== Extracted text ==
5. GLACIERS, SKULLS AND SONGS
My last two weeks in Bayan Olgii were spent living with a Kazakh family out in Bayanuur soum. Aralbai, was an eagle hunter and he lived with his wife, Cozuma, their five sons, one daughter in law, two or three grandchildren and a woman who was presumably a mother or mother-in-law. Their valley was on the northeast side of Tsambagarav Uul in the southern edge of the province. (When I first arrived out west I was riding horses and traveling in the Namarjun valley on the southern side of the same mountain).
The arrangement was fortuitous and abrupt. I had come into Olgii from Ulaanhus Soum for the afternoon to buy vegetables and supplies. While checking my email at the only internet cafe in town, I introduced myself to a backpacker seated next to me. The weren't a lot of foreigners in Olgii as the season was over and few people come out that far west if traveling alone and not with some sort of organized tour. I had been looking for someone to share a jeep out to the countryside. Urs told me he was leaving two days later to stay with a Kazakh eagle hunter family and that I was welcome to join him. So, I went to see this family with my new friend, a forty year old Swiss paraglider who became a good friend and made a fantastic traveling companion -- just open and laid back enough to be happy and at ease in a confusing homestay situation, just awake and comfortable enough to spend hours together in silence and to speak with consideration and knowledge about any number of experiences.
Urs and I spent the first few days with the family walking/riding around, getting introduced to all the relatives and the neighbors, fishing by the river, visiting Aralbai's eagles and the potato fields. We then left for a three day trip out to the glacier at the foot of the mountains, camping and riding our horses eight or nine hours a day. They were long, cold and poignant days. We would ride for hours in silence. Every so often Aralbai would jump from his horse and dart over the hill with his soviet issued rifle from the 50s in pursuit of some rabbit or marmot or wolf. If he didn't return within thirty or forty minutes, I'd start making some tea and try to gauge if we were going to stop there for the night, if I ought to set up my tent and make a fire before the air turned icy.
===
== Data shown ==
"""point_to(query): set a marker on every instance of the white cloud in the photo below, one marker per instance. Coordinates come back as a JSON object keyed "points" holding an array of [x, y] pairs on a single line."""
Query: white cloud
===
To be done ▸
1. Please duplicate the Bayan Olgii travel account word for word from "5. GLACIERS, SKULLS" to "the same mountain).".
2. In the Bayan Olgii travel account, how long was the trip out to the glacier?
3. Carry the Bayan Olgii travel account forward from its final sentence.

Per-task outputs ▸
1.
5. GLACIERS, SKULLS AND SONGS
My last two weeks in Bayan Olgii were spent living with a Kazakh family out in Bayanuur soum. Aralbai, was an eagle hunter and he lived with his wife, Cozuma, their five sons, one daughter in law, two or three grandchildren and a woman who was presumably a mother or mother-in-law. Their valley was on the northeast side of Tsambagarav Uul in the southern edge of the province. (When I first arrived out west I was riding horses and traveling in the Namarjun valley on the southern side of the same mountain).

2. Three days.

3.
Again the landscape changes as quickly as the temperature. One hour we would ride up a gushing riverbed of rock with a tight, cold stream that leapt back and forth across the train and a sprinkling of gnarled and twisted trees. The next hour the riverbed would have dried up and turned soft. Around the next bend there would be nothing but sandy and rocky cliffs for miles ahead, and then suddenly, snow and ice. We returned and stayed with the gers and the fields while the boys harvested massive piles of grasses for the winter. A few days later, I left again with Armanbek, the oldest son, to ride into the soum and then up the valley towards the north for another three days. All along the way we visited relatives and his school friends, stopping every few hours at yet another ger for tea and borsak and small talk. I soon realized that I was the new valley photographer. Everywhere I went, people would ask if I had a camera and then demand that I take their portraits. Old men would pull from suitcases old Russian blazers with flurries of medals on the lapels. Their wives would change head scarves and smooth the hair of the children.
My time with the family was surprisingly full of conversation. We used an odd mixture of Kazakh, Mongolian and English and were mostly dependent on my tiny and woefully inadequate Mongolian/English dictionary. The language wasn't comfortable for any of us, but it worked along with a health supplement of gesture and laughter. The family was brilliant. They were pleased that I liked to ride horses and could ride Kazakh style (standing and at high speed). I loved playing with their kids and helping with some cooking when it was allowed. Everyone laughed at my fascination with the most banal and mundane actions around the ger (like the making of noodles for tuivan or the nightly milking of nearly two hundred goats).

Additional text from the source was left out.